◆ **ОБЯЗАТЕЛЬНОЕ ЗАДАНИЕ 1**: Отредактируйте фрагмент отрывка о Шамиле и Казембеке, который открывается словами «Имам слышал о» и завершается словами «горцев Александр Касимович.»: приведите его заново, заменив «квартиры» на «дома».
◆ **ОБЯЗАТЕЛЬНОЕ ЗАДАНИЕ 2**: Продолжите отрывок о Шамиле и Казембеке, начав сразу после его последнего предложения.

◆ **ЦИТИРУЕМЫЙ ТЕКСТ**:
━━━━━━
Имам слышал о восточном мудреце на русской службе и сам попросил свидания с ним. Шамиль с сыном переступили порог квартиры профессора Казембека в полдень 3 октября. «Благодарю тебя, знаменитый имам, которого знает по имени почти весь свет, многие именитые люди позавидовали бы теперь мне, беседующему с таким гостем», — высокопарно приветствовал вождя свободных горцев Александр Касимович.
После обычных комплиментов начался серьезный разговор, украшенный трапезой из восточных сладостей. «Меня более всего поразила в нем любовь к разговору о науках… Шамиль со своим сыном, почти столь же, как он, сведущим в восточной мудрости, попеременно расспрашивали меня о различных мусульманских ученых, об их сочинениях, о том, какими книгами я руководствуюсь в моем преподавании; учу ли я толкованиям Корана, известны ли студентам мохаммеданские (исламские. —
Шамиль долго скользил взглядом по корешкам восточных книг обширной казембековой библиотеки. Некоторые он с удовольствием листал, пояснял их содержание сыну. С Казембеком они стали добрыми друзьями и еще не раз виделись, неизменно разговаривая на научно-религиозные темы.
━━━━━━
[Строки с указанием названных объектов]
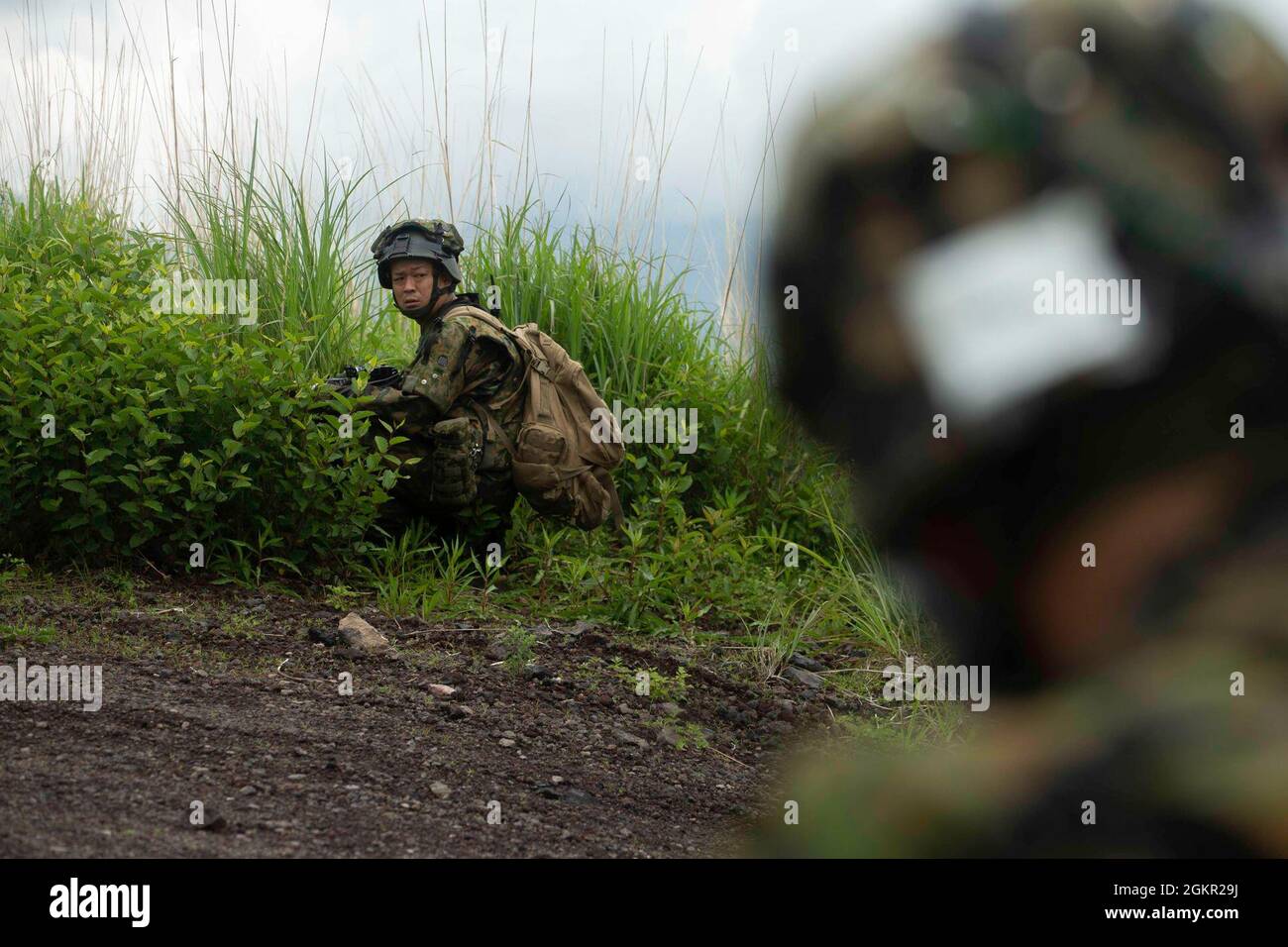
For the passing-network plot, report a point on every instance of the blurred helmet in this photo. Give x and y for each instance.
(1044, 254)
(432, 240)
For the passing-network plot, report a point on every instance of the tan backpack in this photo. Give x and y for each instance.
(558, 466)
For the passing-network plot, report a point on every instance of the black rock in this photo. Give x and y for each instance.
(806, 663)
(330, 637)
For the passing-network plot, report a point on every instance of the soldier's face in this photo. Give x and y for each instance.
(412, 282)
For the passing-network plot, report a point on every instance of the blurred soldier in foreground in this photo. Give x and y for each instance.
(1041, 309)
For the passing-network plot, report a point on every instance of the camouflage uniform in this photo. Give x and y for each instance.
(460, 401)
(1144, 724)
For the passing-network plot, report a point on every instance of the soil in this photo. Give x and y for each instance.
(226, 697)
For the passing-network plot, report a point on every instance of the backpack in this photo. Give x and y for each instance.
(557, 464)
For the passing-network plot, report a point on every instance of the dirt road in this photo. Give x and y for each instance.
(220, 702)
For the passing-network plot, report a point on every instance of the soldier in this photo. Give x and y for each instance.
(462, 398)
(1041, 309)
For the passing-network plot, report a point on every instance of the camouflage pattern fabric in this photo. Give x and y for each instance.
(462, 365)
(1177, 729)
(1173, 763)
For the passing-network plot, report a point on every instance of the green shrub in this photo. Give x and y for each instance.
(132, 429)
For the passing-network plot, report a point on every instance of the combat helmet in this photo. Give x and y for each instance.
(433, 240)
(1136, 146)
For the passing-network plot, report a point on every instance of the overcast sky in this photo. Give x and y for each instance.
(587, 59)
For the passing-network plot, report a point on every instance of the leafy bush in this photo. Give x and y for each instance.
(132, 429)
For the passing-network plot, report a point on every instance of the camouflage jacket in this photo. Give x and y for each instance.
━━━━━━
◆ **ПИСЬМЕННЫЙ ОТВЕТ 1**:
Имам слышал о восточном мудреце на русской службе и сам попросил свидания с ним. Шамиль с сыном переступили порог дома профессора Казембека в полдень 3 октября. «Благодарю тебя, знаменитый имам, которого знает по имени почти весь свет, многие именитые люди позавидовали бы теперь мне, беседующему с таким гостем», — высокопарно приветствовал вождя свободных горцев Александр Касимович.

◆ **ПИСЬМЕННЫЙ ОТВЕТ 2**:
В статье «Муридизм и Шамиль», опубликованной спустя два месяца после первой встречи с имамом, Казембек писал о нем: «Главную черту его характера я понял так: исполнение всего того, что внушало ему убеждение, он подчинял правилам, диктованным холодным умом с малым участием сердца, если не вовсе без этого участия».
Несмотря на радушие окружавших, интересные встречи и подарки, Шамиль все же был пленником. В Петербурге ему сообщили, что местом его ссылки определен тихий провинциальный город Калуга. Также его познакомили с офицером, который был приставлен для наблюдения за имамом и его семьей. Им оказался служивший на Кавказе штабс-капитан Аполлон Руновский. После знакомства Шамиль в задумчивости повторял имя пристава: «Афилон, Афилон…»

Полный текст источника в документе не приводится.